Request >>
Which lines in the items below contain the word "point"? Locate and copy each one, counting uppercase and lowercase as different.

Working data >>
══════

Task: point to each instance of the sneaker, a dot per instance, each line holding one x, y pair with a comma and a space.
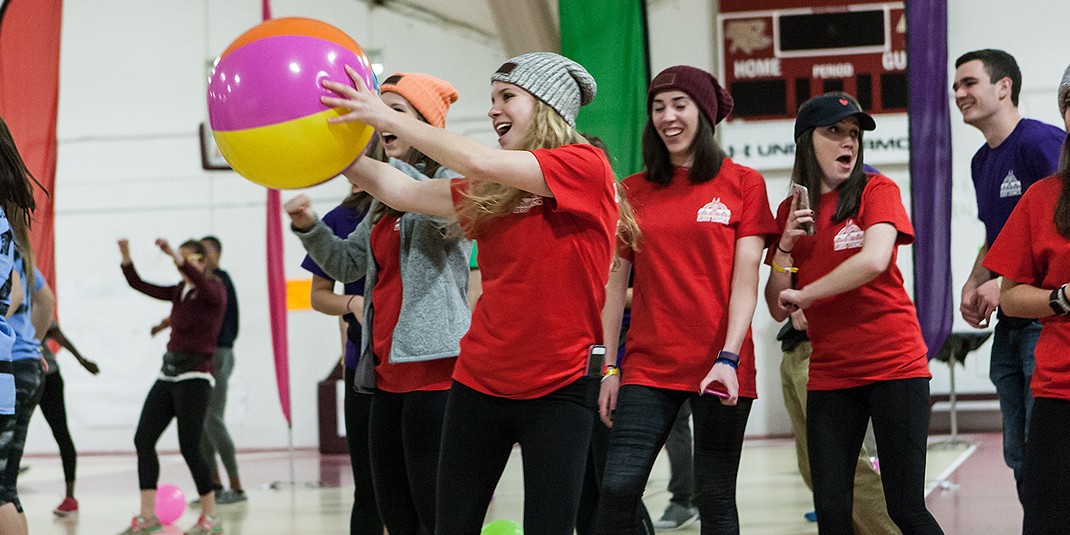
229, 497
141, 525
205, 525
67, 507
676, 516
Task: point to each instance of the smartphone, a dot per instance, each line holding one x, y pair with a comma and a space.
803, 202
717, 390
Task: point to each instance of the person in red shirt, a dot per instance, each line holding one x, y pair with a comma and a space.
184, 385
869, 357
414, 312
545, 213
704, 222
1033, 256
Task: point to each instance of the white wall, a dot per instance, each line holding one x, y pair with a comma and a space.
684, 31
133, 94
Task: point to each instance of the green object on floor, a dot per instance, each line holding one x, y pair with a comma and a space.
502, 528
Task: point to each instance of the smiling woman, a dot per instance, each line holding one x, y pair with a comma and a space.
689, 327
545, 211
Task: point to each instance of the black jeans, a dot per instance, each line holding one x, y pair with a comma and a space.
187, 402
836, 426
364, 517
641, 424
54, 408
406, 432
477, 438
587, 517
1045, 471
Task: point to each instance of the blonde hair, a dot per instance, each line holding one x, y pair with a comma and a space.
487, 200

══════

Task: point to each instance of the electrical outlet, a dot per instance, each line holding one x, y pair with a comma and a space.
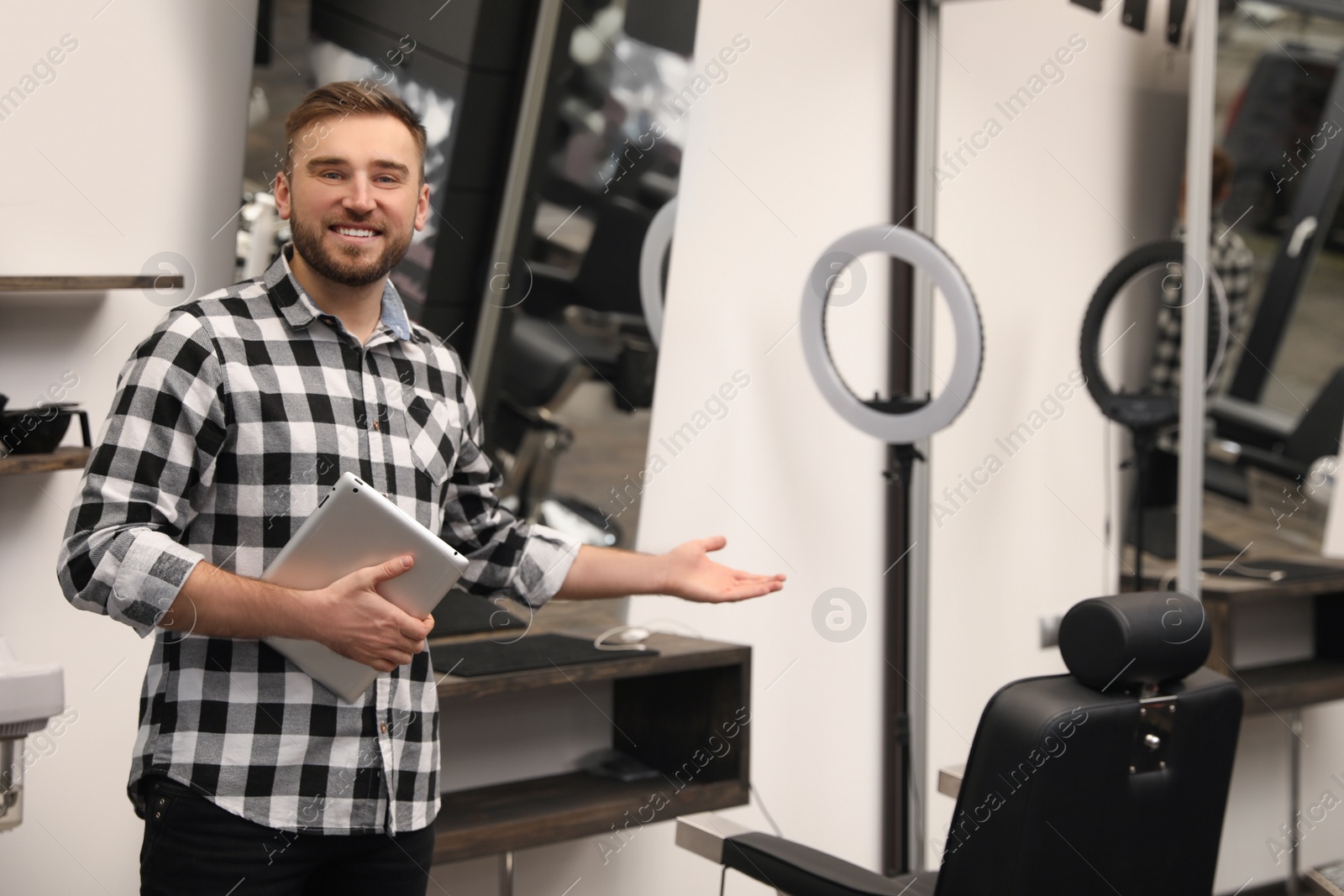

══════

Response below >>
Task: point to each instance of the sneaker, a dot per instance, each line holding one x, y pair with a comma and a space.
Task: point to each instance of the smartphone, a dot per instance, each line holding one x, y pair with a comma and a space.
Task: point to each instance of the person in red shirt, a dot per instance, each line holding one x, y pair with a comma and a space.
Task: point to each instance of the white wall, a dot per instance, each line holding one x, y pair with a comma and a space.
Task: point to each instance of the green object on floor, a dot per instance, each line holding one x, y pair with a comma and a space.
Task: point to each instance of the smiling woman, a dot per instance, each line holding one x, y pair with a comma and a space.
Task: point to each instance of the black jeans, a dot per instance, each line holding one x, y pair with a comma and a space.
Task: point to each instance of the blonde hair, a dot per instance, each line holding one x, y pair with a comma and a space.
Task: point to each instance of the electrical outlet, a dot per instance, each line holding one x, y pair with a comma and a space.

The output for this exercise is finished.